▸ **Exercise aim**
Rewrite every line below, from the one containing "spot the wall clock." down to the last, keeping the requests as they are. In the answers, multiply each point coordinate by 0.5 and round it to a whole number, with halves rounding up. Leave the pictures out.

▸ **Excerpted data**
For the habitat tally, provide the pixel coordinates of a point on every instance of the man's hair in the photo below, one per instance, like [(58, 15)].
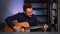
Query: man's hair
[(26, 5)]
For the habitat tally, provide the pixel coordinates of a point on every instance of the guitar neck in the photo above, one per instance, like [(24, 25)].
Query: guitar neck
[(33, 27)]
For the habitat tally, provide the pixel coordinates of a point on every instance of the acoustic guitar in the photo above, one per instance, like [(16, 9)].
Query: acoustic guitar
[(25, 27)]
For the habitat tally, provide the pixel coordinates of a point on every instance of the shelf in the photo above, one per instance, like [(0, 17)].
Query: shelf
[(39, 8), (37, 1), (41, 15)]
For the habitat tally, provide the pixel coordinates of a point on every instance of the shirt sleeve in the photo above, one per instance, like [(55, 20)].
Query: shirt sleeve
[(35, 23)]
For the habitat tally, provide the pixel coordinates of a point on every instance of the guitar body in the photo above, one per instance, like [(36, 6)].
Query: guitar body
[(23, 24)]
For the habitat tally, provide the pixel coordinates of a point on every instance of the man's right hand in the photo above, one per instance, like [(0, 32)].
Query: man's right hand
[(17, 29)]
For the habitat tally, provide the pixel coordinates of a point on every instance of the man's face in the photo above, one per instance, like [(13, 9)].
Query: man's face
[(29, 12)]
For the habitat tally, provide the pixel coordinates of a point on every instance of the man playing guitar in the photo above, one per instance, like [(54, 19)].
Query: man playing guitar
[(21, 17)]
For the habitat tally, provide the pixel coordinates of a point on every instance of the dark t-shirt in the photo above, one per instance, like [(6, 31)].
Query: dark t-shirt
[(21, 17)]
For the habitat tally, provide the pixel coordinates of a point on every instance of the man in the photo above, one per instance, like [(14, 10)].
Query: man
[(21, 17)]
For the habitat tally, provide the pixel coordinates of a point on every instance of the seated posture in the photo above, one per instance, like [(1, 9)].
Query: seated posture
[(26, 16)]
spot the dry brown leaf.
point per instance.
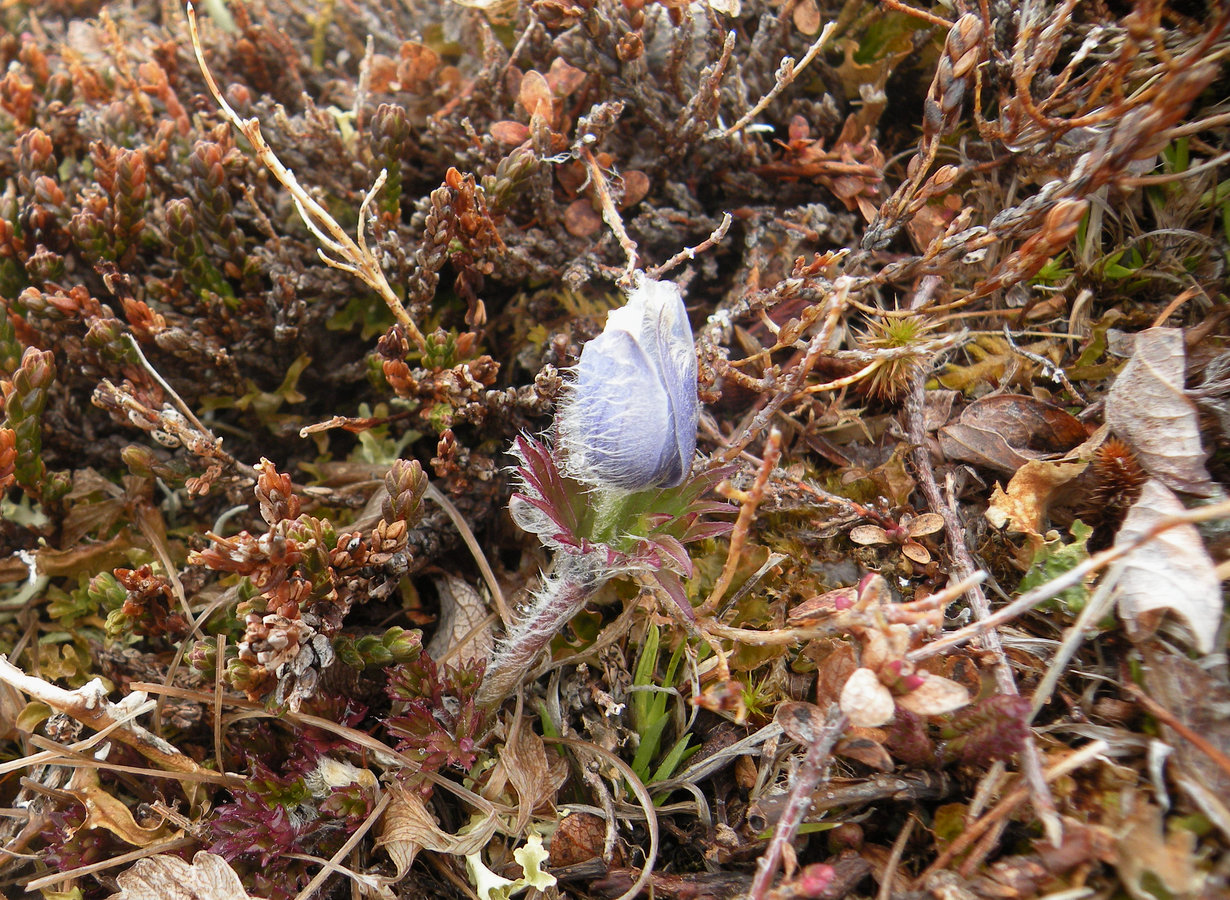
(1148, 408)
(1197, 698)
(807, 17)
(866, 701)
(165, 877)
(1022, 507)
(868, 534)
(535, 95)
(534, 776)
(1005, 432)
(1172, 572)
(408, 826)
(105, 812)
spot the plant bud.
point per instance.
(629, 421)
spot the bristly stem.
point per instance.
(811, 772)
(575, 579)
(343, 253)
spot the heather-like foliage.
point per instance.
(540, 446)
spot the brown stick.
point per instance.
(963, 567)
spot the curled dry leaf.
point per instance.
(1148, 408)
(1005, 432)
(866, 701)
(1022, 507)
(1172, 572)
(165, 877)
(408, 826)
(107, 812)
(534, 775)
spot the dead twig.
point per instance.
(1074, 576)
(787, 71)
(963, 567)
(811, 771)
(343, 252)
(749, 502)
(1006, 805)
(691, 252)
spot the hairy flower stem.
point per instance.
(575, 579)
(811, 772)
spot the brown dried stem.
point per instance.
(787, 71)
(819, 341)
(1074, 576)
(811, 771)
(963, 567)
(89, 705)
(750, 501)
(343, 253)
(610, 214)
(1006, 805)
(690, 252)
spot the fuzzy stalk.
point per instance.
(575, 579)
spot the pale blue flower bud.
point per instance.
(629, 421)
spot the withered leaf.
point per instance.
(935, 696)
(865, 700)
(1148, 408)
(107, 812)
(1022, 507)
(535, 95)
(1005, 432)
(165, 877)
(1172, 572)
(408, 826)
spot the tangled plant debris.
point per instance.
(535, 448)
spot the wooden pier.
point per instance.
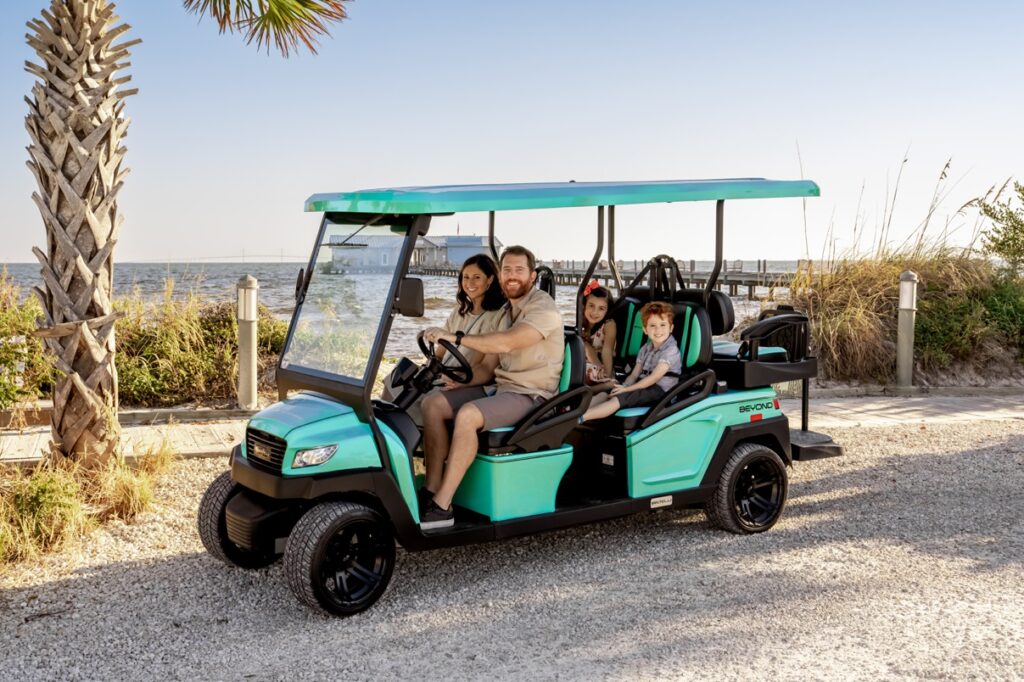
(731, 280)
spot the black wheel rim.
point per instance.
(758, 495)
(355, 564)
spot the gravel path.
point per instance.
(901, 560)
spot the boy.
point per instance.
(655, 372)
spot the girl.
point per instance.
(598, 333)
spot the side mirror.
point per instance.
(410, 303)
(298, 285)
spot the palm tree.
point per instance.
(76, 124)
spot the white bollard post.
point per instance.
(247, 316)
(904, 330)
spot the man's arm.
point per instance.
(518, 337)
(483, 373)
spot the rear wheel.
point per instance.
(339, 557)
(213, 526)
(751, 492)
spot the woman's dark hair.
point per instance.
(599, 292)
(493, 298)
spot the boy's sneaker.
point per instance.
(423, 496)
(433, 516)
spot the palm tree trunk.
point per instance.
(76, 125)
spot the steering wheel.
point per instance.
(463, 373)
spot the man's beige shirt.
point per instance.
(536, 369)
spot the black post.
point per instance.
(805, 385)
(491, 235)
(611, 249)
(719, 229)
(593, 264)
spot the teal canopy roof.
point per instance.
(456, 199)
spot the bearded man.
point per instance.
(525, 355)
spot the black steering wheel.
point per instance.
(463, 373)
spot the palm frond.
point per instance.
(286, 24)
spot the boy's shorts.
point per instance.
(498, 410)
(643, 397)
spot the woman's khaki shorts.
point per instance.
(498, 410)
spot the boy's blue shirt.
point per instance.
(649, 357)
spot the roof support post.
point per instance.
(491, 235)
(719, 229)
(611, 249)
(593, 265)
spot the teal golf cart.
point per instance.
(327, 476)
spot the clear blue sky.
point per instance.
(226, 142)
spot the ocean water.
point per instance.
(217, 282)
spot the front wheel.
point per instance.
(339, 557)
(751, 492)
(213, 526)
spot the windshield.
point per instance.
(347, 296)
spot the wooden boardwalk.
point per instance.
(729, 281)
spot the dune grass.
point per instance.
(59, 502)
(179, 351)
(970, 311)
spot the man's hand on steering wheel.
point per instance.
(435, 334)
(463, 372)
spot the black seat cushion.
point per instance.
(720, 311)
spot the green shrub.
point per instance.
(26, 373)
(1006, 237)
(1005, 305)
(853, 306)
(949, 328)
(182, 351)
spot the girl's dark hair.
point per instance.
(493, 298)
(599, 292)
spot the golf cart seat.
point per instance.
(691, 330)
(629, 325)
(547, 425)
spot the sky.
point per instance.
(227, 141)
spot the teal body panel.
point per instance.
(306, 421)
(454, 199)
(504, 486)
(674, 454)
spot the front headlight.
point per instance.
(310, 458)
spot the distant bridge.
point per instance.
(731, 279)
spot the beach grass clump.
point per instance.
(178, 351)
(853, 305)
(41, 511)
(60, 501)
(26, 372)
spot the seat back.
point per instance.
(691, 328)
(720, 312)
(574, 363)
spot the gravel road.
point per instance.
(901, 560)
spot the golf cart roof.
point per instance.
(456, 199)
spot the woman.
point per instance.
(479, 301)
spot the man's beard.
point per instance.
(523, 289)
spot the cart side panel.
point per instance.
(674, 454)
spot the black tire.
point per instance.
(339, 557)
(752, 491)
(213, 527)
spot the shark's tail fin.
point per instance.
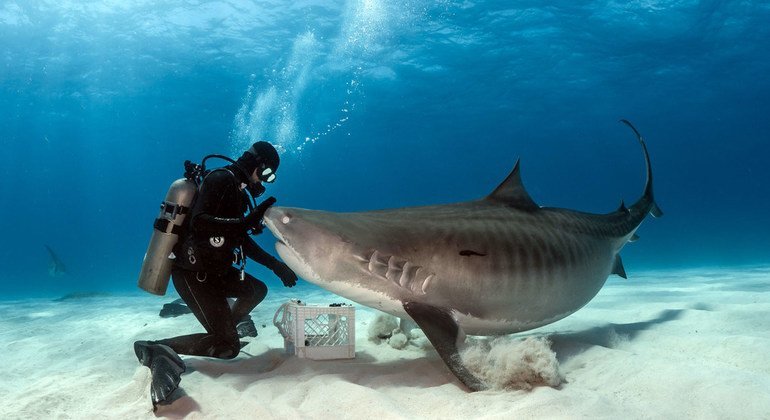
(647, 201)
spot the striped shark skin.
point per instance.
(497, 265)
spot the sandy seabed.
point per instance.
(661, 345)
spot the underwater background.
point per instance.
(379, 104)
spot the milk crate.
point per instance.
(317, 332)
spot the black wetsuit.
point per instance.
(203, 271)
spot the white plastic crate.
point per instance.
(317, 332)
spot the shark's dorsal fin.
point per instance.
(617, 267)
(511, 192)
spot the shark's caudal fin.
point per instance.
(511, 192)
(647, 198)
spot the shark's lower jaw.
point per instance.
(295, 262)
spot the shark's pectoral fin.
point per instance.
(618, 268)
(656, 211)
(443, 332)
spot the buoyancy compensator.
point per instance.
(158, 260)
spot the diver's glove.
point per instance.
(254, 219)
(283, 272)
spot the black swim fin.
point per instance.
(174, 309)
(166, 367)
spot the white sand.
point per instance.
(683, 344)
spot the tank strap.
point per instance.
(167, 226)
(171, 210)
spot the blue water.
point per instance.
(379, 104)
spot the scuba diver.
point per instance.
(207, 265)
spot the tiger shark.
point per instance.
(497, 265)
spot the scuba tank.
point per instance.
(156, 267)
(158, 261)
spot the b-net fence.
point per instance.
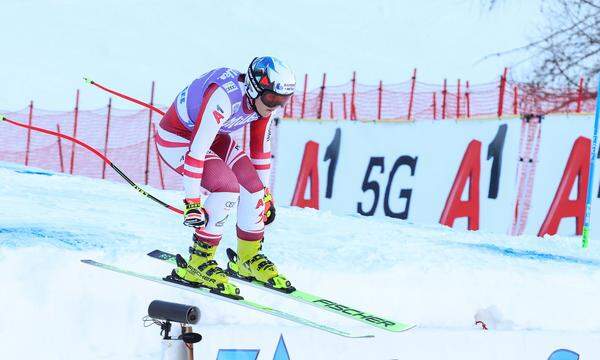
(127, 136)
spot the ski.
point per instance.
(241, 302)
(310, 299)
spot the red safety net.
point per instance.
(129, 143)
(414, 100)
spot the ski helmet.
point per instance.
(271, 79)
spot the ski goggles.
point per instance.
(272, 99)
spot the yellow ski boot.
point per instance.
(202, 270)
(249, 264)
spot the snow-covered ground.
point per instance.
(537, 295)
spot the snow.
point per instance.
(536, 295)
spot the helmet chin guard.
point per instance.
(269, 74)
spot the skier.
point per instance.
(193, 139)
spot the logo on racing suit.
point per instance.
(237, 122)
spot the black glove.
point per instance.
(194, 214)
(269, 213)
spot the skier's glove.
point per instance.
(194, 214)
(269, 213)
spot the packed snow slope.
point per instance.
(536, 295)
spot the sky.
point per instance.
(48, 46)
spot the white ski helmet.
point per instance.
(271, 79)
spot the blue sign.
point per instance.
(233, 354)
(564, 354)
(281, 353)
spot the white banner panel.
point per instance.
(407, 170)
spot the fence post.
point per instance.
(412, 93)
(379, 93)
(28, 144)
(515, 100)
(331, 109)
(468, 99)
(444, 92)
(322, 96)
(501, 93)
(434, 106)
(60, 157)
(579, 94)
(148, 140)
(353, 97)
(458, 99)
(304, 96)
(106, 136)
(74, 132)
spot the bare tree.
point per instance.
(568, 45)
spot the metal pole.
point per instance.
(106, 136)
(29, 133)
(322, 97)
(353, 97)
(588, 203)
(434, 106)
(412, 93)
(501, 93)
(444, 91)
(304, 96)
(379, 93)
(60, 157)
(158, 159)
(468, 99)
(74, 132)
(146, 171)
(579, 95)
(458, 99)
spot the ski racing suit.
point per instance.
(193, 139)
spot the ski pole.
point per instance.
(123, 96)
(97, 153)
(588, 203)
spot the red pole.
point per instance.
(379, 92)
(106, 136)
(158, 159)
(579, 95)
(501, 93)
(149, 132)
(516, 100)
(62, 163)
(29, 133)
(468, 100)
(458, 99)
(353, 97)
(304, 96)
(434, 107)
(412, 93)
(74, 132)
(444, 100)
(322, 97)
(331, 109)
(99, 154)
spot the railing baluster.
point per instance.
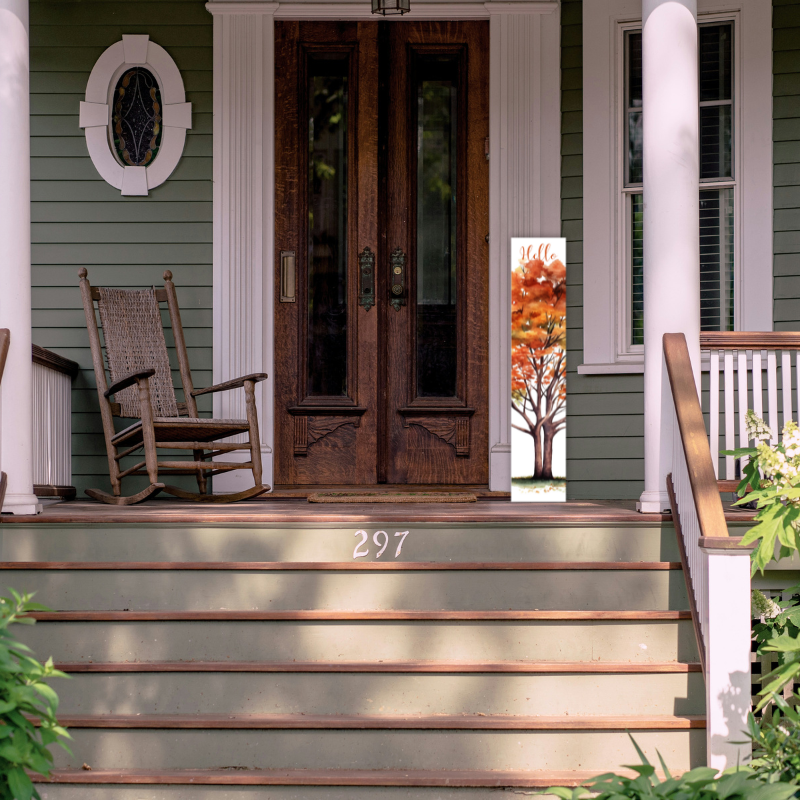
(713, 385)
(730, 466)
(758, 386)
(786, 385)
(772, 394)
(743, 404)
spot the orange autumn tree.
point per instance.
(538, 351)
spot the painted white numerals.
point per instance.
(402, 535)
(357, 553)
(381, 539)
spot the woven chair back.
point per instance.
(134, 340)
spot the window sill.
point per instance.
(631, 368)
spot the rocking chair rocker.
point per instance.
(141, 382)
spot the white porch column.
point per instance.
(244, 181)
(524, 183)
(728, 636)
(16, 421)
(671, 219)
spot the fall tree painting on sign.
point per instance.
(538, 369)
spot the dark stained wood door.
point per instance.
(381, 312)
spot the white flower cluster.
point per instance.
(763, 607)
(780, 464)
(756, 427)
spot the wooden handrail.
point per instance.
(750, 340)
(694, 437)
(5, 341)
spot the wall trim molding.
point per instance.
(360, 11)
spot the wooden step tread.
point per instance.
(356, 616)
(533, 667)
(238, 776)
(500, 722)
(347, 566)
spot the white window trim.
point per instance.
(95, 114)
(605, 267)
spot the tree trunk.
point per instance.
(547, 455)
(538, 451)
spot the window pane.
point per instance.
(437, 118)
(633, 105)
(634, 81)
(716, 72)
(327, 226)
(715, 142)
(634, 147)
(716, 260)
(637, 271)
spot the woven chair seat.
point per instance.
(183, 429)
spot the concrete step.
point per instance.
(642, 637)
(250, 542)
(566, 693)
(347, 589)
(300, 784)
(551, 749)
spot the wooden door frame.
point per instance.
(524, 184)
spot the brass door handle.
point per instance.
(397, 284)
(366, 266)
(288, 277)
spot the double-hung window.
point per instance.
(717, 178)
(735, 188)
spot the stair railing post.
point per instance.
(728, 638)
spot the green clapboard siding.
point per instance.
(786, 160)
(79, 220)
(605, 425)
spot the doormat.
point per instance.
(392, 497)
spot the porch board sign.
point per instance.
(538, 369)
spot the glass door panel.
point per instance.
(326, 361)
(437, 155)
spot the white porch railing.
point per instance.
(717, 569)
(52, 424)
(748, 370)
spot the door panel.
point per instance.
(437, 212)
(382, 199)
(326, 195)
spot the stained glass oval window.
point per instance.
(136, 122)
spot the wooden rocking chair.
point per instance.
(141, 382)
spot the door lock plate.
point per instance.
(397, 262)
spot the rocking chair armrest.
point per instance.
(236, 383)
(128, 380)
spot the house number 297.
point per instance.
(381, 539)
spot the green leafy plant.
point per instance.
(776, 743)
(701, 783)
(771, 480)
(24, 696)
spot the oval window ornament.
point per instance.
(135, 115)
(136, 123)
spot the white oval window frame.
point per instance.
(95, 114)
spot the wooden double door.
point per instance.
(381, 296)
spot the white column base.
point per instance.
(500, 468)
(653, 502)
(728, 640)
(21, 504)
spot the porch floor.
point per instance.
(269, 511)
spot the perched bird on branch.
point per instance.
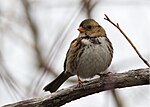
(89, 54)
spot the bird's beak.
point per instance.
(81, 29)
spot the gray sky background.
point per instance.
(57, 22)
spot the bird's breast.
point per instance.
(95, 57)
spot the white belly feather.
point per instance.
(95, 58)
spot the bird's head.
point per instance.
(90, 28)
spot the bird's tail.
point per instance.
(55, 84)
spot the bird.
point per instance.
(89, 54)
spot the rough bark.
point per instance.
(131, 78)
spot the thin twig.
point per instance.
(131, 78)
(118, 27)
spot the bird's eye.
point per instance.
(89, 27)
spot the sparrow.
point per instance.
(89, 54)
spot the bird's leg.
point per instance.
(104, 74)
(80, 83)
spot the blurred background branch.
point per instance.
(35, 36)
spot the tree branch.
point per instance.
(111, 81)
(136, 50)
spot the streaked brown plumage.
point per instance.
(88, 55)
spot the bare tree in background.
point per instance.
(26, 50)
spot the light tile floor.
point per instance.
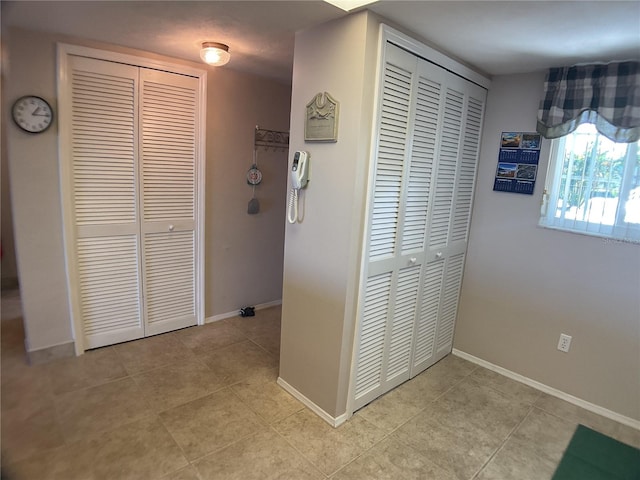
(203, 403)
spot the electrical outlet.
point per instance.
(564, 343)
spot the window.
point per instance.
(593, 186)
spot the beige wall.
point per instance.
(524, 285)
(243, 254)
(322, 252)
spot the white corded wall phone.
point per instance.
(299, 179)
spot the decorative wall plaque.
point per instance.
(321, 122)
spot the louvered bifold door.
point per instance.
(450, 215)
(169, 113)
(103, 132)
(393, 245)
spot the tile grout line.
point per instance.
(272, 427)
(502, 444)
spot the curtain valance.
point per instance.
(607, 95)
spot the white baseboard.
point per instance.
(550, 390)
(235, 313)
(333, 421)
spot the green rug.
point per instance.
(594, 456)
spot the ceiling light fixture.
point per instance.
(214, 53)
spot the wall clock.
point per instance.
(32, 114)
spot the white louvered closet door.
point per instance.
(395, 238)
(428, 132)
(103, 129)
(168, 178)
(461, 107)
(133, 143)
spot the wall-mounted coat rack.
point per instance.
(271, 139)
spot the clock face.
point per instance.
(32, 114)
(254, 176)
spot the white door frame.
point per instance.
(64, 51)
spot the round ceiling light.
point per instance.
(214, 53)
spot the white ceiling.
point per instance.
(496, 37)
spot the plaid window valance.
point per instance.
(607, 95)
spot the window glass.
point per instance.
(593, 186)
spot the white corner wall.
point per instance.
(322, 253)
(524, 285)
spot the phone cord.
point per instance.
(292, 213)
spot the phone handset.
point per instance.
(299, 179)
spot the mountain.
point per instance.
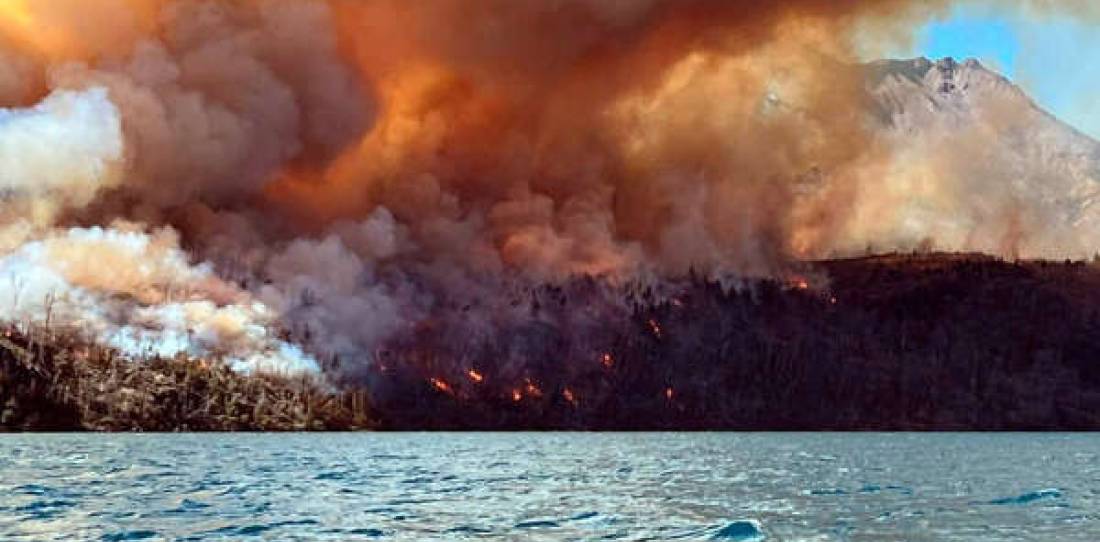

▸ **Task response**
spot the wall clock.
point per instance.
(16, 57)
spot the white louvered closet door.
point per instance.
(198, 119)
(214, 66)
(52, 65)
(84, 89)
(231, 54)
(67, 72)
spot the wall-mounted coat rack.
point per instance.
(136, 70)
spot the clock face.
point per instance.
(16, 57)
(127, 88)
spot the white door frame.
point per instance.
(32, 26)
spot the round ceiling light.
point per instance.
(107, 27)
spot the white ceiling.
point per instance.
(248, 19)
spot the plaid window valance.
point per instance.
(304, 48)
spot the window glass.
point per instance.
(297, 93)
spot the white corner wall.
point per instance.
(161, 127)
(262, 143)
spot the phone cord.
point per instance.
(146, 107)
spot the phone handset.
point per instance.
(150, 90)
spot the mountain.
point per instance.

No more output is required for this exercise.